How many lines of the rows below contain the string "flooring"? Give only the number.

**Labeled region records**
▶

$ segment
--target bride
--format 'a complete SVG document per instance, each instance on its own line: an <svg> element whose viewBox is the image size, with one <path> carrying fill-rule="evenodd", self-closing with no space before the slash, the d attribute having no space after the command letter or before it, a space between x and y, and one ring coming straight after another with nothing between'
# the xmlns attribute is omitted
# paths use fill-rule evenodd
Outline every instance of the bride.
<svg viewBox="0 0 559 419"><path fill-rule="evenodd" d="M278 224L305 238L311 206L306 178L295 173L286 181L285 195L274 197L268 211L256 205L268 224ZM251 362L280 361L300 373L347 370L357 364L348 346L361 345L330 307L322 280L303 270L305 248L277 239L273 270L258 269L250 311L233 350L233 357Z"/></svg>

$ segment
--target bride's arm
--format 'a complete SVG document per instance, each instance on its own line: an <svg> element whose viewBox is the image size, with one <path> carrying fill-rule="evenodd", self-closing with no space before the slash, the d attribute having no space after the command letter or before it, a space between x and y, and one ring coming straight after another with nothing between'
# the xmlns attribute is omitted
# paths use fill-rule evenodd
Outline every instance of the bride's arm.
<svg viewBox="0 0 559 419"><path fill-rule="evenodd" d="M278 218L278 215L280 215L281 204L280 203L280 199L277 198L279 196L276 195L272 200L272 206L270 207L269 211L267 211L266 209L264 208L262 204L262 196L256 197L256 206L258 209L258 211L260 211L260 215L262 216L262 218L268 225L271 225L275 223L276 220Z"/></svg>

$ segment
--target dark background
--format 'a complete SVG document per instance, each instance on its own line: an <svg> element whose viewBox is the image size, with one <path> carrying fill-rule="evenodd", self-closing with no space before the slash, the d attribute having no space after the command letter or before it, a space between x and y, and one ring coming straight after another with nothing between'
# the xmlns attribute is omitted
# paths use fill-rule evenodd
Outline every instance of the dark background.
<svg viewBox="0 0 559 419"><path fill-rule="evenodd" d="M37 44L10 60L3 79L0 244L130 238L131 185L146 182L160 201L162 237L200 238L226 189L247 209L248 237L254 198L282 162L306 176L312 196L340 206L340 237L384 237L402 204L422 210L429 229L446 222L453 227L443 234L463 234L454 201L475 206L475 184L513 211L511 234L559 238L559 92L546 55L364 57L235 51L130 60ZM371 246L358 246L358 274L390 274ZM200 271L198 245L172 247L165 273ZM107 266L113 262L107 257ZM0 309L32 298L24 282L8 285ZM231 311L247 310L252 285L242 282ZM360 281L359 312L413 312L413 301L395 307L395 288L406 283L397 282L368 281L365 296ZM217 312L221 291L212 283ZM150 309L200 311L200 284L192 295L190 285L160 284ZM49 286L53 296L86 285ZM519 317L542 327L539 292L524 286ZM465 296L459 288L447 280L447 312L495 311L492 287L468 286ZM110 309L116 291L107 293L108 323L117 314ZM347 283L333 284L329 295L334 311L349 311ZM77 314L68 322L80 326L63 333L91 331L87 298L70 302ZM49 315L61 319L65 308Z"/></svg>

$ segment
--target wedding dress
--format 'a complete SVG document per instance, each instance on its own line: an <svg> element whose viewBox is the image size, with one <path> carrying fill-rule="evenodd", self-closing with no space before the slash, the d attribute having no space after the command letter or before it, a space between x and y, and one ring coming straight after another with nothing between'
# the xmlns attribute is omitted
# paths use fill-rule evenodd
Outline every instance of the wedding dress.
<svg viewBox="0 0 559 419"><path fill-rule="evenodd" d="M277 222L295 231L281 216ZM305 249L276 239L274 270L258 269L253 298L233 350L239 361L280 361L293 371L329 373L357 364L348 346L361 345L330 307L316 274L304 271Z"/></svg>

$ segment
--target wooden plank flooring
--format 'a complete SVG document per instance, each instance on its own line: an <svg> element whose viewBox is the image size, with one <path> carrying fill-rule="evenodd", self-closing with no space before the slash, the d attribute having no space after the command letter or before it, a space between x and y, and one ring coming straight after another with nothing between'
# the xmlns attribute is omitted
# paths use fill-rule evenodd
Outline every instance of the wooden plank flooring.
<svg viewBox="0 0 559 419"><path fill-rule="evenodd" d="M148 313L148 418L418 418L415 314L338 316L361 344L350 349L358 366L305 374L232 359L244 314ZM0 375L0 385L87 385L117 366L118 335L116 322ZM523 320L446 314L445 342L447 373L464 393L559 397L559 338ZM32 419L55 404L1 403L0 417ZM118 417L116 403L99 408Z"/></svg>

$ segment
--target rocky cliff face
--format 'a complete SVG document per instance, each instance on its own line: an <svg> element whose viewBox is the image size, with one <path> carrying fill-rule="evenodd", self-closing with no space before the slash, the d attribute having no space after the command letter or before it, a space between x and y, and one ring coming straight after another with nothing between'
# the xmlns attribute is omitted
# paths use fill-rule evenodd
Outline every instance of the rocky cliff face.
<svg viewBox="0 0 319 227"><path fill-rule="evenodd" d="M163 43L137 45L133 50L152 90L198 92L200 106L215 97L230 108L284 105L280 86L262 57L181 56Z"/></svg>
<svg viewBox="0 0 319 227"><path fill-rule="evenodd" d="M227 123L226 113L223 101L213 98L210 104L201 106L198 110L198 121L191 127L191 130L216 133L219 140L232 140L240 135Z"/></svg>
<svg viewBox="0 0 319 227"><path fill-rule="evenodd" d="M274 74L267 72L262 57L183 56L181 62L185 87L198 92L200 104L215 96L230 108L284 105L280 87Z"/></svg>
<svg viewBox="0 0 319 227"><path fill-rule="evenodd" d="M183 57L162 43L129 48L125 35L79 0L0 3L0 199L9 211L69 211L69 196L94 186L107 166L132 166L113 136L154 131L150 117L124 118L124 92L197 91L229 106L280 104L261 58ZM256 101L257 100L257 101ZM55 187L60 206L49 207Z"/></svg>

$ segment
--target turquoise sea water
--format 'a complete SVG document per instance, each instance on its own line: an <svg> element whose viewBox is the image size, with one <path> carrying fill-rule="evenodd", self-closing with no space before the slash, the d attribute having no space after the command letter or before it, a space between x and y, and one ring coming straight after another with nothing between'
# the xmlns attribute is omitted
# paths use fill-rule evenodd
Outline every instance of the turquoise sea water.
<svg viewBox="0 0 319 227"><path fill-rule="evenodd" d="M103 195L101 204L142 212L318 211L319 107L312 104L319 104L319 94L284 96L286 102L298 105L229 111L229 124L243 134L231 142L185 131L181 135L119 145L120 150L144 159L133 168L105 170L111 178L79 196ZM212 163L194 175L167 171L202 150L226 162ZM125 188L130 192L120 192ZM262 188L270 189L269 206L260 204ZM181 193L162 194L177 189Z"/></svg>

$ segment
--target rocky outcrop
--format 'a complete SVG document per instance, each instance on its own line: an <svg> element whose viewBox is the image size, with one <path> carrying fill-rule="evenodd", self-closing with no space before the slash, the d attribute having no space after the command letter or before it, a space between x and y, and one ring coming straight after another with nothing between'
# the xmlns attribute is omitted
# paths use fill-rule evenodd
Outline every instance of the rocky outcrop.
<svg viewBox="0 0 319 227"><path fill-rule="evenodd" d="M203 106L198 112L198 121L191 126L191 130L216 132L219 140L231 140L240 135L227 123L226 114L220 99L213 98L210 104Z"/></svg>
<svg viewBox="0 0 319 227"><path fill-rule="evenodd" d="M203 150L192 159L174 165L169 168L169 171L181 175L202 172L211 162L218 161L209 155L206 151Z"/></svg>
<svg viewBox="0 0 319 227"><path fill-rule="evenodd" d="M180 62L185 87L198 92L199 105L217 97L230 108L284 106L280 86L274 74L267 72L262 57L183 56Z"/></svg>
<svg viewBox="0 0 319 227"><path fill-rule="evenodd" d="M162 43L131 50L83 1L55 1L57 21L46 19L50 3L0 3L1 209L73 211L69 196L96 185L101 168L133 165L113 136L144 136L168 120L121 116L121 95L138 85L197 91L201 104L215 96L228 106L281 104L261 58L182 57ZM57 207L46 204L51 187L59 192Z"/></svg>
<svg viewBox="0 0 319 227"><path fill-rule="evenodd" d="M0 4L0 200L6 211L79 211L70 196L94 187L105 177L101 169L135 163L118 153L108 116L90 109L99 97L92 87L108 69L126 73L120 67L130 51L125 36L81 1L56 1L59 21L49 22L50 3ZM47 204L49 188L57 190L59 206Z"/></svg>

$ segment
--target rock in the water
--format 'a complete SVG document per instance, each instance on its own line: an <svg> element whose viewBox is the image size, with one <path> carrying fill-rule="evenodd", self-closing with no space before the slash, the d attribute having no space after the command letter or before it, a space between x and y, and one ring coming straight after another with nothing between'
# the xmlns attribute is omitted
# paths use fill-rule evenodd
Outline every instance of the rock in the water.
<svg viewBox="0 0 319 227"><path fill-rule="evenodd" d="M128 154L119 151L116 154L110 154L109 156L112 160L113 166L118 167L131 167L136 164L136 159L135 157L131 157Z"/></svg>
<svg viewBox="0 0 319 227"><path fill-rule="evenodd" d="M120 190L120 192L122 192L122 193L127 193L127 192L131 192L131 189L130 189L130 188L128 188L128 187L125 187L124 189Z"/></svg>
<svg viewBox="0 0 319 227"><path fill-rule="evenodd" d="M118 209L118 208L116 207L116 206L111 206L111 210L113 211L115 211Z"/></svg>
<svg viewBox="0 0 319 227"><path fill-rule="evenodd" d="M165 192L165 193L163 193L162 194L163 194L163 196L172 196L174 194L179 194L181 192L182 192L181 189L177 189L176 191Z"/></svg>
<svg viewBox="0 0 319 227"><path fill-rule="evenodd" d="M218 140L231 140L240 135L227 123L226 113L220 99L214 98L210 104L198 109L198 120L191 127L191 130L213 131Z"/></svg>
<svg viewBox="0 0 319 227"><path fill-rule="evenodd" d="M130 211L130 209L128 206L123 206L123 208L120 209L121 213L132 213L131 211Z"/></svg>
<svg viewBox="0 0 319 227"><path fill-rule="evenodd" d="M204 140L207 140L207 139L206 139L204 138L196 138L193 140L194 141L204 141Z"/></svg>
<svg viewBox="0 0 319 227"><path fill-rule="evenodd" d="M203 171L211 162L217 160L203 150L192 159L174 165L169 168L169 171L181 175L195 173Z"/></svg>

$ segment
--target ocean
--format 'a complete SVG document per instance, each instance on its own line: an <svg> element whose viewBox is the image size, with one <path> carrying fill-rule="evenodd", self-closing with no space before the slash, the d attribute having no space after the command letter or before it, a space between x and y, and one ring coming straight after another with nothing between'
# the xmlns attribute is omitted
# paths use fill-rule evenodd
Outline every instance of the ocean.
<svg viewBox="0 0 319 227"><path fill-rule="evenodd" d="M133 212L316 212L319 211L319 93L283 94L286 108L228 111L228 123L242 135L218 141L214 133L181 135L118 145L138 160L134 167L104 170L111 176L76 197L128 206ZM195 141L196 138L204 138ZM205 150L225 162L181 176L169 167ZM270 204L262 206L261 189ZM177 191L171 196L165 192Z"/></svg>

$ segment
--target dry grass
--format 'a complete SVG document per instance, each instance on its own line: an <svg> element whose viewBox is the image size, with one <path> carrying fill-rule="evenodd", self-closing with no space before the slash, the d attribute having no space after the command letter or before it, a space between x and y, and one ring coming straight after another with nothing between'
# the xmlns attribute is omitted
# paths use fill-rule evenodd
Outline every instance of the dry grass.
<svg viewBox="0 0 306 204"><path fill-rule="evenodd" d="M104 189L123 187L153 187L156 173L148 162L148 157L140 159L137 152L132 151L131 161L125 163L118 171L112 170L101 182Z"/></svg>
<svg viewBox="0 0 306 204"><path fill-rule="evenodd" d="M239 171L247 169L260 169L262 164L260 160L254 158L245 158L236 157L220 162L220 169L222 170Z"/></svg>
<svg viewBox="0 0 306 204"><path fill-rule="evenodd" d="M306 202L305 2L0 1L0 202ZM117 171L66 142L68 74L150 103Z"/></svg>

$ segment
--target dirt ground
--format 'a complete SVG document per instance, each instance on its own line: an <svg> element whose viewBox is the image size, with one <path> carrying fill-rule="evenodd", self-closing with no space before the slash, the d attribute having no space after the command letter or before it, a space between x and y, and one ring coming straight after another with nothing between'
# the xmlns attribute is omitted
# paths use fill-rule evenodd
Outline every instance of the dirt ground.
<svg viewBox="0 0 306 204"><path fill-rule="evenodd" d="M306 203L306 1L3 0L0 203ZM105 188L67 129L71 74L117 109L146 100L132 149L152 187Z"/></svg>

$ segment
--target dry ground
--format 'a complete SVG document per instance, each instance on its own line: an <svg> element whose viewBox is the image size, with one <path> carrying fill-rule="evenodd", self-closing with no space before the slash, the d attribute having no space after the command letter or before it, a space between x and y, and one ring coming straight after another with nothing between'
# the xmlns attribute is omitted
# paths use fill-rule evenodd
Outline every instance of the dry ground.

◀

**Task solution**
2